• _Given request 1_
List the resources that the passage on network monitoring names as needed to support real-time analysis.
• _Given request 2_
From the passage on network monitoring, write out the text from "If we plan to" up to and including "the polls occur.".

======== Selected extract

Figure 7.5 shows an example of such monitoring. Ping is used to gather round-trip delay information, which is presented as a chart on the monitoring system. A threshold of 100 ms has been chosen for this display. When this threshold is crossed, it triggers an alarm to notify the network manager that a problem may exist in the network.

Figure 7.5: Monitoring for event notification.

Real-time analysis usually requires short polling intervals (time periods between active probing of the network and network devices for management data), and there is a trade-off between the number of characteristics and network devices polled for real-time analysis versus the amount of resources (capacity, CPU, memory, storage) needed to support such analysis.

In some cases the amount of network data generated (and the resulting traffic) by the periodic polling of multiple characteristics on many network devices can affect the overall performance of the network. For example, consider a network that has 100 network devices, with each element having an average of four interfaces and each interface being monitored for eight characteristics; this would be added up as follows:

(100 network devices) (4 interfaces/network device) (8 characteristics/interface) = 3200 characteristics

If each of the 3200 characteristics generates an average of 8 bytes of data and an estimated 60 bytes of protocol overhead, the amount of data generated per polling session is as follows:

(3200 characteristics) (8 bytes = 60 bytes) = 217.6 KB of traffic, or 1.74 Mb of traffic

If we plan to poll with a polling interval of 5 seconds, at best this 1.74 Mb of traffic would be spread out over the 5 seconds, or 384 Kb/s. It is more likely, however, that most of the data will arrive shortly after the polls are generated, so the traffic may be more like a spike of 1.74 Mb for the second after the polls occur.

For a period of 1 day, the total amount of traffic will be

(1.75 Mb/polling interval) (720 polling intervals/h) (24 hours/day) = 30.2 Gb of traffic

And the amount of data stored would be

(3200 characteristics/polling interval) (8 bytes) (720 polling intervals/day) (24 hours/day) = 442 MB data stored per day

Over the course of a year, this would add up to more than 161 GB of data. And this is a conservative estimate for a mid-range enterprise environment.

================
======== Record set

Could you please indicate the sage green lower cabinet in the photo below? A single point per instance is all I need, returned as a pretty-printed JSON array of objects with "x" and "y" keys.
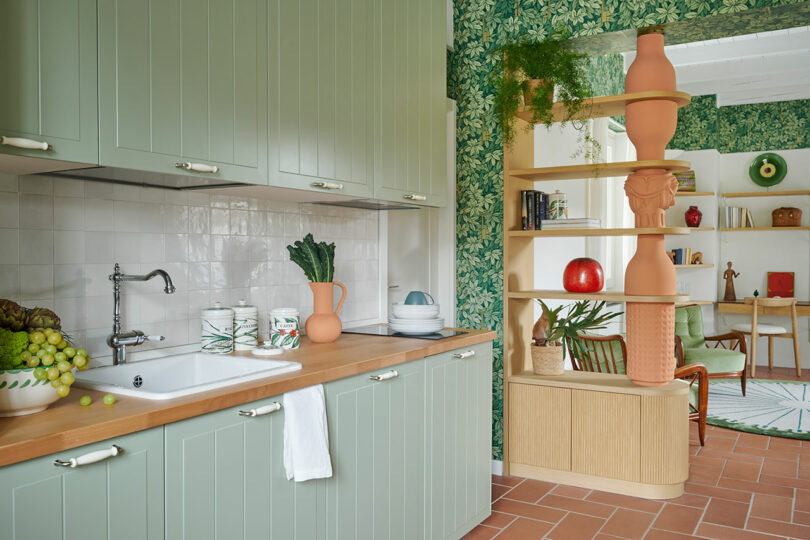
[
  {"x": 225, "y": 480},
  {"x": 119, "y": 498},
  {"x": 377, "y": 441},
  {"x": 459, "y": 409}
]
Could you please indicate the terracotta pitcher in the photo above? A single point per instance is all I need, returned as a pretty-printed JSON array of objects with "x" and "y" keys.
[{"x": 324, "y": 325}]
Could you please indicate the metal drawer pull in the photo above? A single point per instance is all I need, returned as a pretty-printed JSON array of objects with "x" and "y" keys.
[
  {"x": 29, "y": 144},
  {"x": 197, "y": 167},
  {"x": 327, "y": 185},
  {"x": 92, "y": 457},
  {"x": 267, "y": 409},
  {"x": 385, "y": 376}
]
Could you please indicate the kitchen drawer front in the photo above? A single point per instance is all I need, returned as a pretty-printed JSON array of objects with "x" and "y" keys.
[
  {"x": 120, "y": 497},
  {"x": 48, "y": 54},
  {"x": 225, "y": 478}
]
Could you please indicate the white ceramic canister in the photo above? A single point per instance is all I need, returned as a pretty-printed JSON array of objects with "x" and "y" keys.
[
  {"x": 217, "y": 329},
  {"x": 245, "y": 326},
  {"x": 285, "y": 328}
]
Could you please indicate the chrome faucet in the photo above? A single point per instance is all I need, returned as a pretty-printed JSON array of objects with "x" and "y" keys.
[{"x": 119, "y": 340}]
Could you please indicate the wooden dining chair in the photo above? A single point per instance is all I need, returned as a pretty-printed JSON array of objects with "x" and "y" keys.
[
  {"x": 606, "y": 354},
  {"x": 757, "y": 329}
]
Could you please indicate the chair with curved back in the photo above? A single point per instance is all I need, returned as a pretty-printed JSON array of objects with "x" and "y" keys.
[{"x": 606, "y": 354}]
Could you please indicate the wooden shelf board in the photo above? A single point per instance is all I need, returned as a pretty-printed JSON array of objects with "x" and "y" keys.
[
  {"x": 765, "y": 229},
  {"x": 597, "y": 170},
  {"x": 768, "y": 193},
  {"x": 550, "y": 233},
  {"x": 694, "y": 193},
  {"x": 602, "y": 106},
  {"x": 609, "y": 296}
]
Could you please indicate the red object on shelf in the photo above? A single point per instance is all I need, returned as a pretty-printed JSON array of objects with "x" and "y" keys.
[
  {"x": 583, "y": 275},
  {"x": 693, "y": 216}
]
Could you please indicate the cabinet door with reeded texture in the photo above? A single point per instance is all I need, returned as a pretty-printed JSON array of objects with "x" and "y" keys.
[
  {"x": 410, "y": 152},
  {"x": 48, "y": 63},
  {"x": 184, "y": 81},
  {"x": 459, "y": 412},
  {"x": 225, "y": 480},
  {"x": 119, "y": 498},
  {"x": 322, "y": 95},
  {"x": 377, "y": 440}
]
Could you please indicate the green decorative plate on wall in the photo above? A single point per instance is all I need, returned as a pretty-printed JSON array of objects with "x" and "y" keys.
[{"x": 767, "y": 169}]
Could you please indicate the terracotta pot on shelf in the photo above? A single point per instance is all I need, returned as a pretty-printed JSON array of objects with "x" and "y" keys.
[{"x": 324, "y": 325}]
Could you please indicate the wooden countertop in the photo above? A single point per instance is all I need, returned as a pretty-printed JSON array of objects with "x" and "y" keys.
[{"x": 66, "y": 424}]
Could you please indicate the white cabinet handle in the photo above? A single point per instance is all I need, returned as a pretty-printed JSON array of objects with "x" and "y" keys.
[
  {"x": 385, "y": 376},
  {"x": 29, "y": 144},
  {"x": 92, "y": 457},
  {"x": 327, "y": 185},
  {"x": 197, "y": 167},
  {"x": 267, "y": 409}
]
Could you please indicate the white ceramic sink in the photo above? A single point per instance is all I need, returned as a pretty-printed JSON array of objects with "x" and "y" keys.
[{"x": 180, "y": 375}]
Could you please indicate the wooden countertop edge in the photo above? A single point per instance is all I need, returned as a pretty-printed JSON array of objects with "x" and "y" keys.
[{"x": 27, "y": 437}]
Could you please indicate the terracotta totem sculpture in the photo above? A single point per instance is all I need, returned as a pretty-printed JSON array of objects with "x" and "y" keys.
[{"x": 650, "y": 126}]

================

• _Finished answer 1_
capacity, CPU, memory, storage

• _Finished answer 2_
If we plan to poll with a polling interval of 5 seconds, at best this 1.74 Mb of traffic would be spread out over the 5 seconds, or 384 Kb/s. It is more likely, however, that most of the data will arrive shortly after the polls are generated, so the traffic may be more like a spike of 1.74 Mb for the second after the polls occur.